## WRITTEN TASK 1
Copy the header thread word for word, everything from "As for the pic" down to "(Jun 5, 2017)".

## READING PASSAGE
----------------
Plans call for 2 - 2x12's and plywood. 
What's the problem?

Space for insulation is great. Drywall will span 11-1/4" w/o support.


----------



## sixeightten (Feb 10, 2009)

chandler48 said:


> One more opinion in the fray. If it was called for on the plans it must be followed. No room for interpretation. We can't leave a gaping hole like that in a header. It is obviously a regional thing. I have never had OSB or plywood "swell" to oversize the header......ever. I honestly don't see how a sandwiched piece of plywood could swell when the outer pieces are nailed/screwed together.
> 
> Go with the blueprints or it will bite you later.


I disagree with you here, as I have seen it way too often. A lot of it has to do with climate. Here in the northeast, if framing during the winter or spring, the swelling will happen. When it does, you are left with headers sticking out past the wall and then the fun really begins. 

As for the pic on the print, that is just basic boilerplate Archy stuff. The ply or osb does nothing. If an engineer specs it out, that is one thing, but what he shows there is not specific to that house. It does take a little more work to go back and furr it out later, but in the end you will get a much better product.


----------



## chandler48 (Jun 5, 2017)

Not sure why you would "disagree" with me, then agree in the second paragraph. It WAS spec'd by the prints. If it had to do with geographic regions, the engineer should have been aware. There are no what if's. Either the prints and specs are changed or it goes as it was written.

Just because uncle joe did it back in his day doesn't preclude the engineer's drawings and prints. Local custom as it is, sometimes works, and sometimes it won't. Don't be caught with out of spec construction when the insurance claim is filed for a failure (not saying this would cause a failure), but other skirting of issues in the drawings could cause problems.


----------



## sixeightten (Feb 10, 2009)

chandler48 said:


> Not sure why you would "disagree" with me, then agree in the second paragraph. It WAS spec'd by the prints. If it had to do with geographic regions, the engineer should have been aware. There are no what if's. Either the prints and specs are changed or it goes as it was written.
> 
> Just because uncle joe did it back in his day doesn't preclude the engineer's drawings and prints. Local custom as it is, sometimes works, and sometimes it won't. Don't be caught with out of spec construction when the insurance claim is filed for a failure (not saying this would cause a failure), but other skirting of issues in the drawings could cause problems.


Let me clarify.
----------------
(Records from a data collection)
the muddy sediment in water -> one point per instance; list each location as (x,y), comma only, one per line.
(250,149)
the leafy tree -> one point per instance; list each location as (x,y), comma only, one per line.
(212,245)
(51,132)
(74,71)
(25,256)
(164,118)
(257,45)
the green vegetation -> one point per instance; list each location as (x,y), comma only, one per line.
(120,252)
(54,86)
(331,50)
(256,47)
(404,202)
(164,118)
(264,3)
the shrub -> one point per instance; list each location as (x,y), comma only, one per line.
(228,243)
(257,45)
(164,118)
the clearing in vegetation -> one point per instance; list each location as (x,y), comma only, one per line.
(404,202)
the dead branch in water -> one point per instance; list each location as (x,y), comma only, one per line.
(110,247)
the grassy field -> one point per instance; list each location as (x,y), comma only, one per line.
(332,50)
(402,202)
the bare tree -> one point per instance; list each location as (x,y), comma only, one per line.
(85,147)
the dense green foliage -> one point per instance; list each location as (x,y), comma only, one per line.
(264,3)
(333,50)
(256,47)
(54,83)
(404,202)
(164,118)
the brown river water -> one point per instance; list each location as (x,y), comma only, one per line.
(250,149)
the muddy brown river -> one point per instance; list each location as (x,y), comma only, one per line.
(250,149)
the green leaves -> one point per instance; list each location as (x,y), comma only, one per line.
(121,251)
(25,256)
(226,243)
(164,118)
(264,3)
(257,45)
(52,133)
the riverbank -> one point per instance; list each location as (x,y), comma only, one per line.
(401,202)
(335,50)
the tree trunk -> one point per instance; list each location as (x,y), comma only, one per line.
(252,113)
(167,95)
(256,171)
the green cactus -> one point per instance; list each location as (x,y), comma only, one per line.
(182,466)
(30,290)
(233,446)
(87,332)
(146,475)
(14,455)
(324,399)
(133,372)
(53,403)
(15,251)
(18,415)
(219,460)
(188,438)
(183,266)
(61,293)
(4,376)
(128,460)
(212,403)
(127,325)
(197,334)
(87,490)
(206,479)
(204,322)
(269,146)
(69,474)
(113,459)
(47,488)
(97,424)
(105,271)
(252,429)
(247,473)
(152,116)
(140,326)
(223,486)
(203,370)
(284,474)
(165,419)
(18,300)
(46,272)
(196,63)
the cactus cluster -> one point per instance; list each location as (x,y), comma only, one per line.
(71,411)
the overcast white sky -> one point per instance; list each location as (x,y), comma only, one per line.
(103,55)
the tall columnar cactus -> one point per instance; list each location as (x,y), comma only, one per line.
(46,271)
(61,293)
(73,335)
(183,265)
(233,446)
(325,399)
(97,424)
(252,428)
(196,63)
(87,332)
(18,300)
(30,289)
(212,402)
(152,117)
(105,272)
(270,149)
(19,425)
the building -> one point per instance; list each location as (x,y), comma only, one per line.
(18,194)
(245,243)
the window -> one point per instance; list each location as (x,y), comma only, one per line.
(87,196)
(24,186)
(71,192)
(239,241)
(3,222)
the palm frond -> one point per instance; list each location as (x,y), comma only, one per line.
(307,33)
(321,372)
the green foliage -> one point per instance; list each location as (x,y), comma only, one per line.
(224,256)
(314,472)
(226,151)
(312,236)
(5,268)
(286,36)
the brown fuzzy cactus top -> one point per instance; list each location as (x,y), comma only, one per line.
----------------
## WRITTEN TASK 2
Arrange the entries as a Markdown table with the columns No. and Line, covering everything from the line containing "the building ->" down to the last entry and leaving out blank lines.

## REPLY 1
As for the pic on the print, that is just basic boilerplate Archy stuff. The ply or osb does nothing. If an engineer specs it out, that is one thing, but what he shows there is not specific to that house. It does take a little more work to go back and furr it out later, but in the end you will get a much better product.


----------



## chandler48 (Jun 5, 2017)

## REPLY 2
| No. | Line |
|---|---|
| 1 | the building -> one point per instance; list each location as (x,y), comma only, one per line. |
| 2 | (18,194) |
| 3 | (245,243) |
| 4 | the window -> one point per instance; list each location as (x,y), comma only, one per line. |
| 5 | (87,196) |
| 6 | (24,186) |
| 7 | (71,192) |
| 8 | (239,241) |
| 9 | (3,222) |
| 10 | the palm frond -> one point per instance; list each location as (x,y), comma only, one per line. |
| 11 | (307,33) |
| 12 | (321,372) |
| 13 | the green foliage -> one point per instance; list each location as (x,y), comma only, one per line. |
| 14 | (224,256) |
| 15 | (314,472) |
| 16 | (226,151) |
| 17 | (312,236) |
| 18 | (5,268) |
| 19 | (286,36) |
| 20 | the brown fuzzy cactus top -> one point per instance; list each location as (x,y), comma only, one per line. |